Locate each line in the records below that contains the word "building", and copy those lines.
#### Stored data
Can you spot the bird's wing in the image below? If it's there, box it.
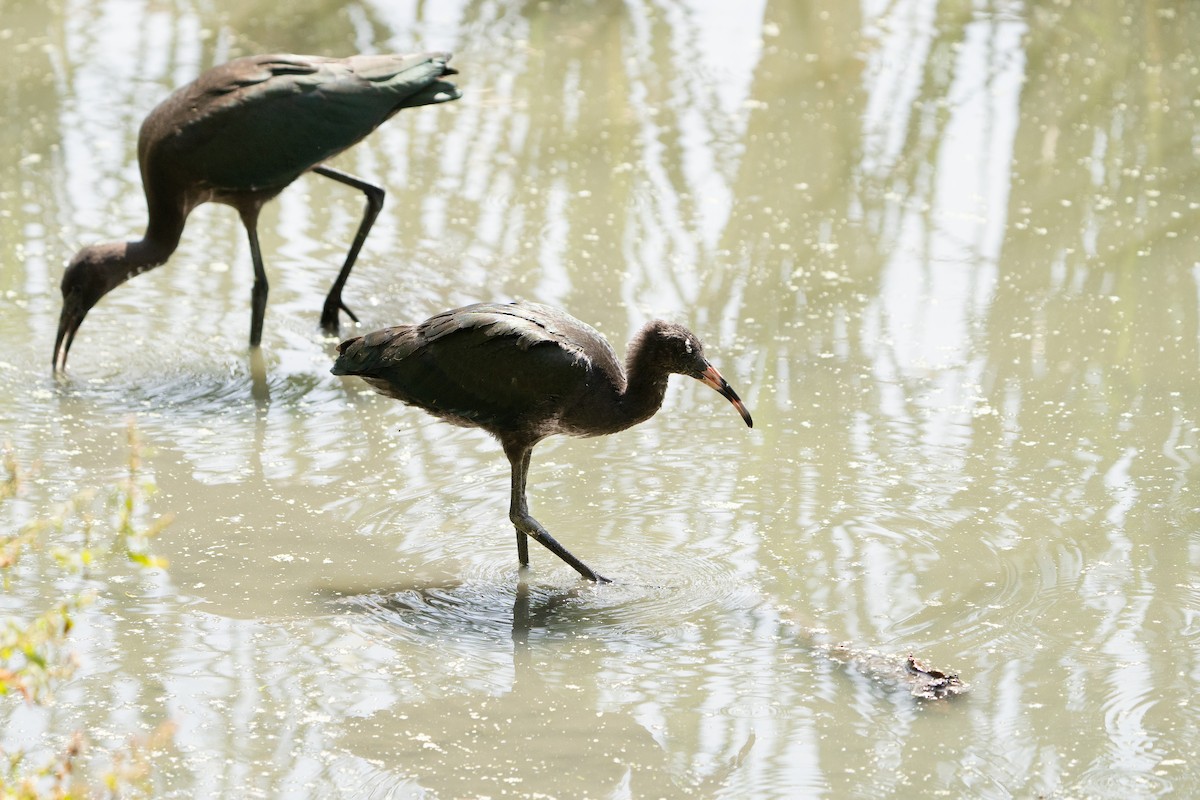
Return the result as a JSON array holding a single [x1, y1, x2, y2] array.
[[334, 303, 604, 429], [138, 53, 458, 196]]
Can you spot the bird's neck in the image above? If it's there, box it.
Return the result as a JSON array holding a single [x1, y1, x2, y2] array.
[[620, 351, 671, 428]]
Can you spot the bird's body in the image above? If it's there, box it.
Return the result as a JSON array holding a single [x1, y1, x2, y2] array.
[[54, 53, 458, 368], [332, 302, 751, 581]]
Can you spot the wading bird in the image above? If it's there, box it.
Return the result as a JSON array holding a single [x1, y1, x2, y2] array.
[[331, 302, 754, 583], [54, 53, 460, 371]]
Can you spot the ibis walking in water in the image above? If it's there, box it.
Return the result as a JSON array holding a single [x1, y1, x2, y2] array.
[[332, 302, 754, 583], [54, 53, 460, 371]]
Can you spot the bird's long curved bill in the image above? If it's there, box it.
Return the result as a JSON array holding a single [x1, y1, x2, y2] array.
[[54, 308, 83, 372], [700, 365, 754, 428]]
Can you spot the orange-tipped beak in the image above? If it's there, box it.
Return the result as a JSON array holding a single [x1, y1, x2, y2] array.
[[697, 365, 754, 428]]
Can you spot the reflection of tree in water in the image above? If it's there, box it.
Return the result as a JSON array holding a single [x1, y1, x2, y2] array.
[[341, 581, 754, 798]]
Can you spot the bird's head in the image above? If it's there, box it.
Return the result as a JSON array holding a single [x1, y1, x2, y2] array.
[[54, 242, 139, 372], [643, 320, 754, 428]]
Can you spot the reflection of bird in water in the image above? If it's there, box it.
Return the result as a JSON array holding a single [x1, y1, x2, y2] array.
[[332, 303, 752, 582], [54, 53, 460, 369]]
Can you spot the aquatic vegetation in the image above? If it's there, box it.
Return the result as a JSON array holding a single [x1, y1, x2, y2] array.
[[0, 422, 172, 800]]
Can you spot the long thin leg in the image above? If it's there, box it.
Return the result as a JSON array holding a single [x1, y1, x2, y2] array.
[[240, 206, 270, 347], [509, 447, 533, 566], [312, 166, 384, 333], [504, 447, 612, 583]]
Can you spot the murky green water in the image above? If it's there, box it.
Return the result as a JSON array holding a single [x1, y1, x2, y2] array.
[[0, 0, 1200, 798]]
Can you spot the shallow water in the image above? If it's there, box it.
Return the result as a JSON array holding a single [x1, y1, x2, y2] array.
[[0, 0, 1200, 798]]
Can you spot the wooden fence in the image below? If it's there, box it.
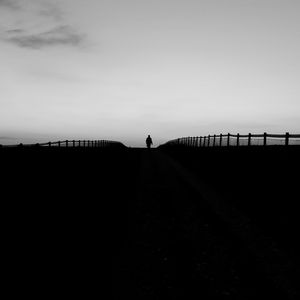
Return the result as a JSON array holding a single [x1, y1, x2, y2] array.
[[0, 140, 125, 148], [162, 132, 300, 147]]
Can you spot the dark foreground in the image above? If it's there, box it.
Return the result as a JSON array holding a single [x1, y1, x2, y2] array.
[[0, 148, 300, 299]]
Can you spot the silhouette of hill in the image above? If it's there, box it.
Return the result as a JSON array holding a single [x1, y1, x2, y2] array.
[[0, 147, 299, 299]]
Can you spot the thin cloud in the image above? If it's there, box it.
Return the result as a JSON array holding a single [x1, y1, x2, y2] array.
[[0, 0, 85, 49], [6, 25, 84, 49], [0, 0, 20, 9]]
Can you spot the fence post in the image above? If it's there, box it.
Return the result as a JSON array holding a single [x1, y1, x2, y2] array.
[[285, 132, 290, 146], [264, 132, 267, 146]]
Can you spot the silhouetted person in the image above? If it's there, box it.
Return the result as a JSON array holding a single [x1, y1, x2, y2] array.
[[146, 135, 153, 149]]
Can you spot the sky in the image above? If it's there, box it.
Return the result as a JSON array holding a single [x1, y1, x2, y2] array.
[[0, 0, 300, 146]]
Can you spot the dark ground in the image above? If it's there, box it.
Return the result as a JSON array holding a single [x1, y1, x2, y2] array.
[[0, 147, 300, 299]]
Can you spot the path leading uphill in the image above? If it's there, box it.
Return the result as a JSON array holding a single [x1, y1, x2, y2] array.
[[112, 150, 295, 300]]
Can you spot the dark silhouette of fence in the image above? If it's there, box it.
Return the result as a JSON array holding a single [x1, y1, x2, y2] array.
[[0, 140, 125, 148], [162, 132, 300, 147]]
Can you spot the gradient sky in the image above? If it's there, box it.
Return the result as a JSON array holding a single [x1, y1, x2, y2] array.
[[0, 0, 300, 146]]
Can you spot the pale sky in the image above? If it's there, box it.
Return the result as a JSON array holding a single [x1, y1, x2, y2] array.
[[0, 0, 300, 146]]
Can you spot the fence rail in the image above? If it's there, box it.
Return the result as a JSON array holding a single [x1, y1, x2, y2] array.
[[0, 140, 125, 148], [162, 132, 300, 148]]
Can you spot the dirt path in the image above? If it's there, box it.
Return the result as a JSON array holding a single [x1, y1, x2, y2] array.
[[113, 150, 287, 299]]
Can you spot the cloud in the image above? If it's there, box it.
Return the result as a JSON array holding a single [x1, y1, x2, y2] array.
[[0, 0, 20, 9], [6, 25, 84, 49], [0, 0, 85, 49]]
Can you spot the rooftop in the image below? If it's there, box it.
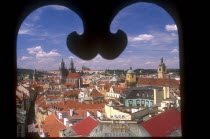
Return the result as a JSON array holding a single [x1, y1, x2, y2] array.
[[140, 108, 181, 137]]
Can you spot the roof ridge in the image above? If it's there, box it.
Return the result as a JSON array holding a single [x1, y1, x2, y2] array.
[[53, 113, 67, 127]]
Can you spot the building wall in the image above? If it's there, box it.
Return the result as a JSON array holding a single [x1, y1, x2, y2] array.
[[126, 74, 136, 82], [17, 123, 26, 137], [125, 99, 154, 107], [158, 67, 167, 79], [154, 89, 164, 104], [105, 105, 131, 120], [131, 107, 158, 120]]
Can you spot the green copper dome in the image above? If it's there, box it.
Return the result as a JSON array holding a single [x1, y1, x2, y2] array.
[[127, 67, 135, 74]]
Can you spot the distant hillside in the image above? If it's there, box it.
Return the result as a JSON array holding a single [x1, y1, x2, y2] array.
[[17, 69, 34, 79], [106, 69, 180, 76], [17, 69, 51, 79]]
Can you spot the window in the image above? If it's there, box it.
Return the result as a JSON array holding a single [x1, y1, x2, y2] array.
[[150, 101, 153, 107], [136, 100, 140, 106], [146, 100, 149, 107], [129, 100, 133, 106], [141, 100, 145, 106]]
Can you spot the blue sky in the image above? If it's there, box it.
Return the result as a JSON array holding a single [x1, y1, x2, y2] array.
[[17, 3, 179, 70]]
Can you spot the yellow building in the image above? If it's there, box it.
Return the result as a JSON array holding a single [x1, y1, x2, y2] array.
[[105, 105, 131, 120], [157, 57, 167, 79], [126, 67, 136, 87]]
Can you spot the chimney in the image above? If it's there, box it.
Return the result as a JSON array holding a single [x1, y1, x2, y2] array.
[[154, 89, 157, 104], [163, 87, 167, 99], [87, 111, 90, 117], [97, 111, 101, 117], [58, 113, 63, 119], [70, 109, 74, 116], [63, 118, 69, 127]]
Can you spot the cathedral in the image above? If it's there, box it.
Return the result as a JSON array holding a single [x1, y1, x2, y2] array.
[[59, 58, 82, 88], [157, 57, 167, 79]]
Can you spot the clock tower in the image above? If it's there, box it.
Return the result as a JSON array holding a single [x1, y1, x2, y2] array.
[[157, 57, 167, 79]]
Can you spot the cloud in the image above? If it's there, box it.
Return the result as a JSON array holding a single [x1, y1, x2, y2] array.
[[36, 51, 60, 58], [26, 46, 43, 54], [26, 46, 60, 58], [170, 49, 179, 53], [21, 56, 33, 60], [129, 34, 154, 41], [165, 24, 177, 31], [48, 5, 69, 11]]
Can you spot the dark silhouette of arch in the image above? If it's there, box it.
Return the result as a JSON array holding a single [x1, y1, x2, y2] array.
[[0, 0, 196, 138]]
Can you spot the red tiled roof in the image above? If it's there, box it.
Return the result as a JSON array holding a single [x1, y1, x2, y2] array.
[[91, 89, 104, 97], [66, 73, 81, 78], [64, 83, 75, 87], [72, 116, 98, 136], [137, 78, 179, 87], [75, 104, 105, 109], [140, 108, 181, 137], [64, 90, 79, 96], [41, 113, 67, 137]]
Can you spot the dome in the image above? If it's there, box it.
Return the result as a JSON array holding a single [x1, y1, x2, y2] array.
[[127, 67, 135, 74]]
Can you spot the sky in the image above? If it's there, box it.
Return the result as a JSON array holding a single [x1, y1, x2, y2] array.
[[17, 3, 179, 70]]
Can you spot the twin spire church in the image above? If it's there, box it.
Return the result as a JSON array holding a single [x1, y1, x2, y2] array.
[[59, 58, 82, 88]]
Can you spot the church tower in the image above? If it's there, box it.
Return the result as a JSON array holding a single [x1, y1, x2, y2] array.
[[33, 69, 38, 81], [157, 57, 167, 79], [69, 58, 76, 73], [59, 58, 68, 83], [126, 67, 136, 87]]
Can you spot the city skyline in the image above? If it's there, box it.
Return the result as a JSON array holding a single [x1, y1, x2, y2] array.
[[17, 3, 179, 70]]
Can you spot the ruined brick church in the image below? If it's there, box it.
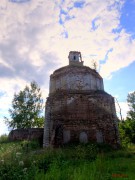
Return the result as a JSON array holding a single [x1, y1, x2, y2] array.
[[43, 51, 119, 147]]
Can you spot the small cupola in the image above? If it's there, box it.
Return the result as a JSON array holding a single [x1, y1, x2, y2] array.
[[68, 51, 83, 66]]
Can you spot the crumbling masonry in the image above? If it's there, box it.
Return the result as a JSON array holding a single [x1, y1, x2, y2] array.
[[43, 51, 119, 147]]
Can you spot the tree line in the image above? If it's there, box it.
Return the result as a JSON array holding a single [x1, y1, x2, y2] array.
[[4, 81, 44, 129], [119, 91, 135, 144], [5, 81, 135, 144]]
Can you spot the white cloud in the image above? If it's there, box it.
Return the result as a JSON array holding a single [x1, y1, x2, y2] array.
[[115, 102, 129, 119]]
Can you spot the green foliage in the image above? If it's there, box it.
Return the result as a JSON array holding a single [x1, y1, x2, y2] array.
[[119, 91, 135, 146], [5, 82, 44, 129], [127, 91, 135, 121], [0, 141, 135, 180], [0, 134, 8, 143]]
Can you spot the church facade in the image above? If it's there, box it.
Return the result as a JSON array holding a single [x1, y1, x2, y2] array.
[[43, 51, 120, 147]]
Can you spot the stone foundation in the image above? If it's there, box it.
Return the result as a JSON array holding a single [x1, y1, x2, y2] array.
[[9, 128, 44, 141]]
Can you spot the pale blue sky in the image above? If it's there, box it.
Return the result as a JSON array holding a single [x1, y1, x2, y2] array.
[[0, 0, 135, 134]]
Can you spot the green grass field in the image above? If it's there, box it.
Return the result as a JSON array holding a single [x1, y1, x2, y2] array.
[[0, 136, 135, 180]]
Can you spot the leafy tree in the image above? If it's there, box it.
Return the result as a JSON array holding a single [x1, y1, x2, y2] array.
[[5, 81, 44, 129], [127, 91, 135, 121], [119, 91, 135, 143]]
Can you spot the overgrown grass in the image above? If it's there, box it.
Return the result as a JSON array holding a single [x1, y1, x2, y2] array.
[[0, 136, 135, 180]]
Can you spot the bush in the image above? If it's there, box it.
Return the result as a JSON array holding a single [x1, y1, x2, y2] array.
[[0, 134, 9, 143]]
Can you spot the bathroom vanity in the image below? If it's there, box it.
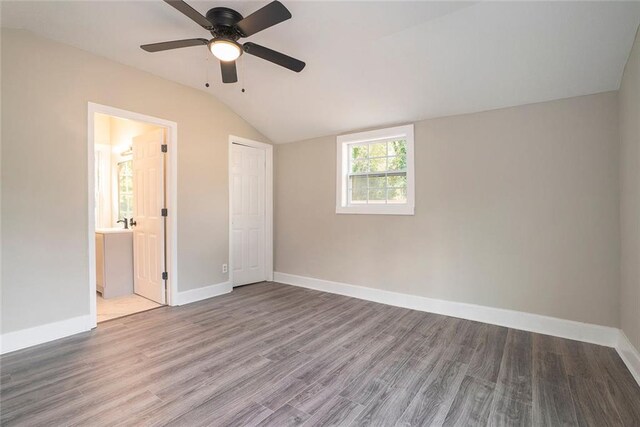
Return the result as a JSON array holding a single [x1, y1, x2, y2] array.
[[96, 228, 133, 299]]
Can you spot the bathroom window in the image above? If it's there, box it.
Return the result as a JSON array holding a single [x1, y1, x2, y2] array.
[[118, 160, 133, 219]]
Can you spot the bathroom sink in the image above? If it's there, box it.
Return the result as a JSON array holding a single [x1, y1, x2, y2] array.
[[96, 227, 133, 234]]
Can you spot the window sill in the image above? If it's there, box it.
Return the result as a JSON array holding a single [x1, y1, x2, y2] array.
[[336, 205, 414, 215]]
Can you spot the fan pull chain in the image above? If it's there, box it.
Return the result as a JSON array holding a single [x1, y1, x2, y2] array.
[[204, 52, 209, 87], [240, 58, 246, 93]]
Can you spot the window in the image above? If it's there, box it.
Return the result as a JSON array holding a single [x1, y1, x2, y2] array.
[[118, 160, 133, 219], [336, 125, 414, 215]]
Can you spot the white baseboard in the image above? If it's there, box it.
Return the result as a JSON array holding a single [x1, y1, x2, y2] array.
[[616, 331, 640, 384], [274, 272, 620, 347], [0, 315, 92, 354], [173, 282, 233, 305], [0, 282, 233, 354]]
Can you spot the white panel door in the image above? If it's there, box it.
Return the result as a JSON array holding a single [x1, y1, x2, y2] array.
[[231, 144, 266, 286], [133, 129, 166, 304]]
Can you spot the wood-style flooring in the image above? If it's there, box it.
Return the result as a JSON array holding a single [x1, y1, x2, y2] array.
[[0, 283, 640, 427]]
########
• _Response below_
Can you spot the building wall in the image above? If it's there, box it.
Can you spot the yellow building in the image above? If it's there, box it.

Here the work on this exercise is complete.